+++ Source extract

If you've been injured at work or while doing something work-related, your thoughts may turn to workers' compensation. This coverage helps workers pay medical and other associated costs as they recover from an injury. In general, workers' comp will compensate you for injuries and illnesses acquired during the course of work or activities associated with work. However, when you look at the details, some instances aren't covered by workers' comp even though your workplace may have been involved. It's vital to know when workers' comp might not come into play.
Offsite Injuries Not During the Course of Work but Related to Your Workday
That's a mouthful, yes. What it means is that if you're injured after getting out of work for the day, and you left late because of a last-minute work assignment, you can't claim that your work caused you to be in the wrong place at the wrong time after you left. If you leave work and get into an accident as you walk home on a public sidewalk, workers' comp won't apply. Even if this is frustrating to hear, it helps to know already that what happened to you doesn't qualify.
Recreational Activities, Even if Work-Sponsored
Oddly, there is a work-related time when workers' comp will likely not apply, and that's recreational activities sponsored by your workplace. If you go to a work-sponsored lunch for the holidays, for example, and you're injured in the parking lot of the restaurant where the lunch is held, that actually won't qualify for workers' compensation even though the get-together was technically related to your workplace.
It gets a little muddier if the injury takes place on your worksite, however. If you're attending a company holiday party at the office and you're injured there, you may have more of a chance of getting some workers' comp coverage. You'd need to speak with a job site accident lawyer or workers' comp lawyer to find out for sure.
Business Travel Is a Special Case
If you're injured during business travel, that can be a special case where you're not on your worksite and may not be engaging in activities that are immediately work-related—but you're in that location because your job sent you there. So, this is another situation where you'd have to speak with a job site accident attorney to figure out what to do as technically, you could call where you were a temporary job site.
Speak with a lawyer as soon as you can. The sooner you start the workers' comp process, the sooner you'll be able to get compensation and help with medical bills.

++++++
+++ Listed records

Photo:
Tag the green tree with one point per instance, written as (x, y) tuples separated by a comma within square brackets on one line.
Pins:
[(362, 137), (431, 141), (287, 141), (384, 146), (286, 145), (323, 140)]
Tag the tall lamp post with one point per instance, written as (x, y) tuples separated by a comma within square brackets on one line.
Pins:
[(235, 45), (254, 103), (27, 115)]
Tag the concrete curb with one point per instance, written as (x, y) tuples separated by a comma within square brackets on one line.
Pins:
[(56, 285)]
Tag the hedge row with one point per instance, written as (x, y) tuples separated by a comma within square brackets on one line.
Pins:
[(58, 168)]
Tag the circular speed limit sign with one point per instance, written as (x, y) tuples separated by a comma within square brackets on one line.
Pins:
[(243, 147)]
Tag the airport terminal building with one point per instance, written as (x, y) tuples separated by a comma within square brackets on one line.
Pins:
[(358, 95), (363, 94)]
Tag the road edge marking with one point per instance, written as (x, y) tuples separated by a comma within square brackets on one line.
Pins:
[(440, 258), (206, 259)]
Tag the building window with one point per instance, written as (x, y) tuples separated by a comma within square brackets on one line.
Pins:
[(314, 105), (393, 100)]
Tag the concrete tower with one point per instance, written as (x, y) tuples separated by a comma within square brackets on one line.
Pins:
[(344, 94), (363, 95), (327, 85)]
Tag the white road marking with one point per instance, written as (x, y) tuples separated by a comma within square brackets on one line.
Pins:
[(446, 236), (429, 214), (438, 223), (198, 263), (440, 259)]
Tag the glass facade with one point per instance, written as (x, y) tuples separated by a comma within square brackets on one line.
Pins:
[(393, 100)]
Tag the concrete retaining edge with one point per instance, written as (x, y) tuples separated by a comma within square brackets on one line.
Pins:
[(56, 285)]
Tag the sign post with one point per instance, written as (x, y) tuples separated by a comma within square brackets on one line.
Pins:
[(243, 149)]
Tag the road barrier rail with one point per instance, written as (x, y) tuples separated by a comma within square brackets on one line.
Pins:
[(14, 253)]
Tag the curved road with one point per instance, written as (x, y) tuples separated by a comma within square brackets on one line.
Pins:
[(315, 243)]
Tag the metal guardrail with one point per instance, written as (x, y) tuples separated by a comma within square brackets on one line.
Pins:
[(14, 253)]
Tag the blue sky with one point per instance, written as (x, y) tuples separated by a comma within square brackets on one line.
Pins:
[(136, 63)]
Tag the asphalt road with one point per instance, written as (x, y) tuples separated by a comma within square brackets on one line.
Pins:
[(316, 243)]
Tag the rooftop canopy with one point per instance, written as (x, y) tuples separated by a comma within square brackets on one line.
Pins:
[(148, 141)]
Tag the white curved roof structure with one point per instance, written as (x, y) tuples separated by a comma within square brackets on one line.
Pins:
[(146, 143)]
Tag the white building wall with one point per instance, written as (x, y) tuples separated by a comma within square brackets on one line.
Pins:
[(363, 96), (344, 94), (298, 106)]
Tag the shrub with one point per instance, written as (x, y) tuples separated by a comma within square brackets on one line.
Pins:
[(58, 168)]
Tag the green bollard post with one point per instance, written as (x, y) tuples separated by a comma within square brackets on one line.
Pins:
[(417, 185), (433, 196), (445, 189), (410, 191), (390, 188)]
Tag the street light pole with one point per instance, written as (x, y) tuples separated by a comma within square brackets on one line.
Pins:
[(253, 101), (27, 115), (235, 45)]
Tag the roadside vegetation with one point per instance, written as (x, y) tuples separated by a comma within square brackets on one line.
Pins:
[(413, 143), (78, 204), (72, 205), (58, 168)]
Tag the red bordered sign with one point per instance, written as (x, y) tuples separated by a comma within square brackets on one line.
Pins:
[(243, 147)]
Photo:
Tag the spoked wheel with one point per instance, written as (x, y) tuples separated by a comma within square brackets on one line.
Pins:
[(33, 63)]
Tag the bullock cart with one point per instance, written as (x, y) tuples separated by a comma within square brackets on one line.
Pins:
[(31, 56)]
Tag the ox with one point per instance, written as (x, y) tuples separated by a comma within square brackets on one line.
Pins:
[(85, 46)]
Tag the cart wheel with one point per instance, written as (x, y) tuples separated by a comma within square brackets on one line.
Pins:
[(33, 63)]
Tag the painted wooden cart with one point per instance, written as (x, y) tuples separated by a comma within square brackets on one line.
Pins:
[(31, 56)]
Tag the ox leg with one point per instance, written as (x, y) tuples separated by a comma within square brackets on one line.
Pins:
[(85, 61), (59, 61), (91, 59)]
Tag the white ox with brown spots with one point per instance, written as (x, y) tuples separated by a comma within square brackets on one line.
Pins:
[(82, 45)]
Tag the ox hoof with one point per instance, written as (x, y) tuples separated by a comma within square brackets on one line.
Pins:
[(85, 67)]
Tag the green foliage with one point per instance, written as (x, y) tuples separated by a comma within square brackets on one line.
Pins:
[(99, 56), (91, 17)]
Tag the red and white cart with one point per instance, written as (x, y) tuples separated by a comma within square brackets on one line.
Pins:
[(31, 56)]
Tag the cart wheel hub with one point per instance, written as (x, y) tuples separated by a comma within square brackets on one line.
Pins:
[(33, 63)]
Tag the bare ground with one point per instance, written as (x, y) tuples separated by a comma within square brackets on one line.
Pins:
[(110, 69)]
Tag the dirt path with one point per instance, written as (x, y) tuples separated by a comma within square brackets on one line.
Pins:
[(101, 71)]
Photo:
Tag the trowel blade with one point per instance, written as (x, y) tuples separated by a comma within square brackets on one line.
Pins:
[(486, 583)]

++++++

Problem details
Repeat the workers' comp text from "Business Travel Is" to "with medical bills.", swapping "attorney" for "lawyer". Answer from the workers' comp text alone.

Solution to this exercise
Business Travel Is a Special Case
If you're injured during business travel, that can be a special case where you're not on your worksite and may not be engaging in activities that are immediately work-related—but you're in that location because your job sent you there. So, this is another situation where you'd have to speak with a job site accident lawyer to figure out what to do as technically, you could call where you were a temporary job site.
Speak with a lawyer as soon as you can. The sooner you start the workers' comp process, the sooner you'll be able to get compensation and help with medical bills.